*Prompt 1*: List the fields that the data stream passage says a stream identifier may include.
*Prompt 2*: Reproduce the part of the data stream passage that opens with the words containing "The method may" and closes with "second network component.".
*Prompt 3*: In the data stream passage, what does the synchronizing of data packets within a stream include?

*Text provided*:
_____

In some cases, these permissions may be granted by a third network component designated as a master network component. This method may be employed in wireless (e. g., infra red or radio frequency) computer networks.

The data streams may be organized in a hierarchical structure, including transmission priorities such as isochronous, high, medium and low, depending on the data content of said streams. The data content may include multimedia, voice, and asynchronous data. In some cases, a stream identifier for the data stream includes one or more of the following fields: a subnet identification, a session identification, a destination component identification, a packet type, and a stream index.

The present method may also include synchronizing any two or more temporally related streams using the stream identifier. In such cases, a receiving network component provides synchronization feedback to a sending network component for timing adjustments at the sending network component. Data packets within a stream are synchronized using said stream identifier. Such synchronizing includes buffering premature packets.

The method may further include a second or more sets of stream set up negotiations to dynamically adjust stream transmission parameters. The second set of negotiations may include bandwidth reallocation.

The computer network within which the present methods are used generally includes at least one network component designated as a point coordinator and a second network component designated as a client of the said point coordinator, the point coordinator controlling access to the transmission medium for at least a period of time.

Within the network, each network frame corresponds to a transmission time slot within a transmission channel for communicating between two or more network components.

A further embodiment provides a method of communicating in a computer network including at least a first network component and a second network component.

The method includes transmitting multimedia data streams, including high quality voice, video, and real time data; requesting permission by the first network component to at least the second network component before commencing transmission of said multimedia data streams, communicating multimedia data stream transmission parameters between at least said two network components, establishing a connection for transmitting said multimedia data streams according to the negotiated transmission parameters, modifying said transmission parameters when changes in the transmission requirements occur, transmitting said multimedia data streams in packets of data within network frames, re-transmitting said transmitted packets of data upon a previous transmission failure and a request by at least a second network component, and restoring the temporal relationships between said packets of data after a packet is re-transmitted, such that a reliable and efficient multimedia data stream transmission method is defined.

In an alternative embodiment, a computer network wherein multimedia data streams are transmitted between network components makes use of a protocol defining a set of quality of service parameters that provide a guaranteed bandwidth, a maximum latency and a dynamic rate control mechanism for transporting said multimedia data streams. The quality of service parameters may include one or more of the following: a maximum number of data retransmission attempts including zero; a bandwidth requirement including a transmission duration and a minimum number of transmissions per unit of time; a maximum permissible latency; and a set of parameters that define the channel protection.

_____

*Material provided*:
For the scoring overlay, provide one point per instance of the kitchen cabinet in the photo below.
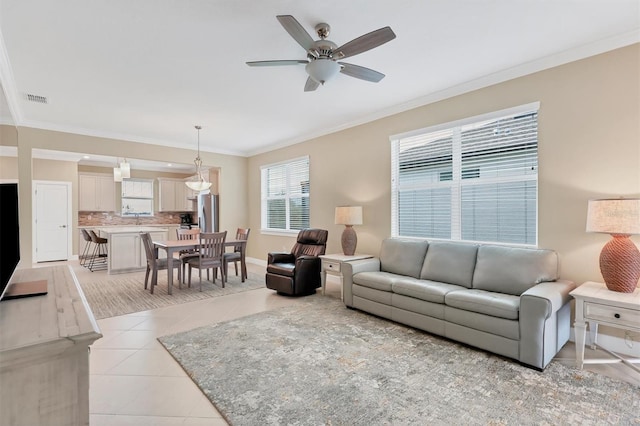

_____

*Expected output 1*:
- Subnet identification
- Session identification
- Destination component identification
- Packet type
- Stream index

*Expected output 2*:
The method may further include a second or more sets of stream set up negotiations to dynamically adjust stream transmission parameters. The second set of negotiations may include bandwidth reallocation.

The computer network within which the present methods are used generally includes at least one network component designated as a point coordinator and a second network component designated as a client of the said point coordinator, the point coordinator controlling access to the transmission medium for at least a period of time.

Within the network, each network frame corresponds to a transmission time slot within a transmission channel for communicating between two or more network components.

A further embodiment provides a method of communicating in a computer network including at least a first network component and a second network component.

*Expected output 3*: Buffering premature packets.